WHAT TO DO:
Rewrite only the items that open with the line containing "button visible in this UI screenshot." and close with the line containing "[652,586,682,606]", replacing "numbered keypad button" with "dial pad key" and leaving everything else unchanged.

RECORDS PROVIDED:
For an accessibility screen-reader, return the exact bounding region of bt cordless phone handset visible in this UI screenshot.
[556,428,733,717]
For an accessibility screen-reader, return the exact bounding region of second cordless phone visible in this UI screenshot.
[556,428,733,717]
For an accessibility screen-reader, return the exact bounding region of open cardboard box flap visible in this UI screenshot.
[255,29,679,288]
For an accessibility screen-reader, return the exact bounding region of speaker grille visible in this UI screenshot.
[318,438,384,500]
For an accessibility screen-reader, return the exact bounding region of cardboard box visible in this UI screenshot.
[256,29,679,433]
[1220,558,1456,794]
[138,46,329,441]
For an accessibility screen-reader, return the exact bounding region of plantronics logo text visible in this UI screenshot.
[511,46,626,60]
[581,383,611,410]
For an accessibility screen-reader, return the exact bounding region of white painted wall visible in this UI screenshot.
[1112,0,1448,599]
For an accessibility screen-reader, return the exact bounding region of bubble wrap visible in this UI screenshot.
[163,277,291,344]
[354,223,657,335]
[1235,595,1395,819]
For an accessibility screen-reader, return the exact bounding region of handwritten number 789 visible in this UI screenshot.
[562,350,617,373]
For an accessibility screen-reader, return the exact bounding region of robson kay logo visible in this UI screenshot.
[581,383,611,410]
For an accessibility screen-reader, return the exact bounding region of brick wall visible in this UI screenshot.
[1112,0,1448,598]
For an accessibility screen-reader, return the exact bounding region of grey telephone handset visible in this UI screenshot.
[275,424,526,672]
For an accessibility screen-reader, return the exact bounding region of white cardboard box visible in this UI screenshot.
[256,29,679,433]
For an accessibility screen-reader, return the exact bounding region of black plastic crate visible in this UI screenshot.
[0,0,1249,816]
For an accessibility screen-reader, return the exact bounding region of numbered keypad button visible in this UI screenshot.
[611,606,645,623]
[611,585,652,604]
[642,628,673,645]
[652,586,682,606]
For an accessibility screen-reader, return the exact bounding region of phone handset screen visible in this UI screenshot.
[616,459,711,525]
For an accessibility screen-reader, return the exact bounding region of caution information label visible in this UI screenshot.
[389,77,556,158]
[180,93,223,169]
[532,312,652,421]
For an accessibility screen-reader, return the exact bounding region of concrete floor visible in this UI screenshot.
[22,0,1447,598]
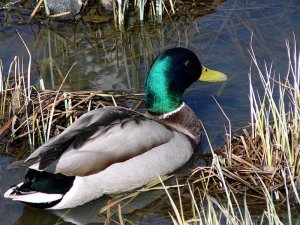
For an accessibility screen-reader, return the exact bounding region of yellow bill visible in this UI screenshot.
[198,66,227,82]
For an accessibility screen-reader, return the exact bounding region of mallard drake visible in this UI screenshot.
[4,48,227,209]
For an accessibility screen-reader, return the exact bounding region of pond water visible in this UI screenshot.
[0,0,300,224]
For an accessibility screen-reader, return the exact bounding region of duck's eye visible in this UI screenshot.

...

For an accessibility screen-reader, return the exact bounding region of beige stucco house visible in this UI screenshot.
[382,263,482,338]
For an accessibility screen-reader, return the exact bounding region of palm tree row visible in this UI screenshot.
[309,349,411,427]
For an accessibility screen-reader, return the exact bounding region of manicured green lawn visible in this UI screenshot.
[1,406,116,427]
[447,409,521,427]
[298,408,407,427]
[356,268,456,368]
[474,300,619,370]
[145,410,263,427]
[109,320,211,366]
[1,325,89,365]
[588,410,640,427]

---

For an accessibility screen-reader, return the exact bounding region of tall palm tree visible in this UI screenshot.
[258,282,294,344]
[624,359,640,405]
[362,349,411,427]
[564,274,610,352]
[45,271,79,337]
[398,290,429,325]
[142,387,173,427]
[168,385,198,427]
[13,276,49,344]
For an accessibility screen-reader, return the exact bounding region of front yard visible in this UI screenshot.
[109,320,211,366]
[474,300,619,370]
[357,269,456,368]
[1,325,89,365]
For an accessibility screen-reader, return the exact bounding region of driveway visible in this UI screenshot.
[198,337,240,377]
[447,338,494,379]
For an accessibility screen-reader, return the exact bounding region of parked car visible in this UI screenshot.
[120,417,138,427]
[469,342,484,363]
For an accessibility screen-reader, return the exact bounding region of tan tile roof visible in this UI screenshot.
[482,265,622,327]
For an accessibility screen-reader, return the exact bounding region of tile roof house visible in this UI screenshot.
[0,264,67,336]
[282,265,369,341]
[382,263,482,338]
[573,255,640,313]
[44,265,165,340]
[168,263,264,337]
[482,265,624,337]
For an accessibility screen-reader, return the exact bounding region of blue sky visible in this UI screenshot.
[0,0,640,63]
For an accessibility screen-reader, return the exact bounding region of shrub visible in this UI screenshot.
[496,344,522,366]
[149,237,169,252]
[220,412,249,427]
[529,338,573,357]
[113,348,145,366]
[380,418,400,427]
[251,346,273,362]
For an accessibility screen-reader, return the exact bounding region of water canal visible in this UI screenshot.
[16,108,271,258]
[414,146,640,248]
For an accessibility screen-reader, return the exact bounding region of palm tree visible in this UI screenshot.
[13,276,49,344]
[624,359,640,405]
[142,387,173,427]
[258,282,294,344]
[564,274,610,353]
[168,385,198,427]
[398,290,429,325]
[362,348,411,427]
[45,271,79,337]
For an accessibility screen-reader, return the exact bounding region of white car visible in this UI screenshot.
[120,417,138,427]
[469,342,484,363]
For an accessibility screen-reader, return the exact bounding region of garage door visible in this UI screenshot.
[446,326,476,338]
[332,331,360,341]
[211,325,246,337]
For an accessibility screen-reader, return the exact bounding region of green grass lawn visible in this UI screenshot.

RESPONSE TO THE TASK:
For an accessibility screen-reader, return the exact bounding region of dial pad key visible in this UI screenshot.
[611,606,645,623]
[611,585,652,604]
[642,628,673,645]
[652,586,682,606]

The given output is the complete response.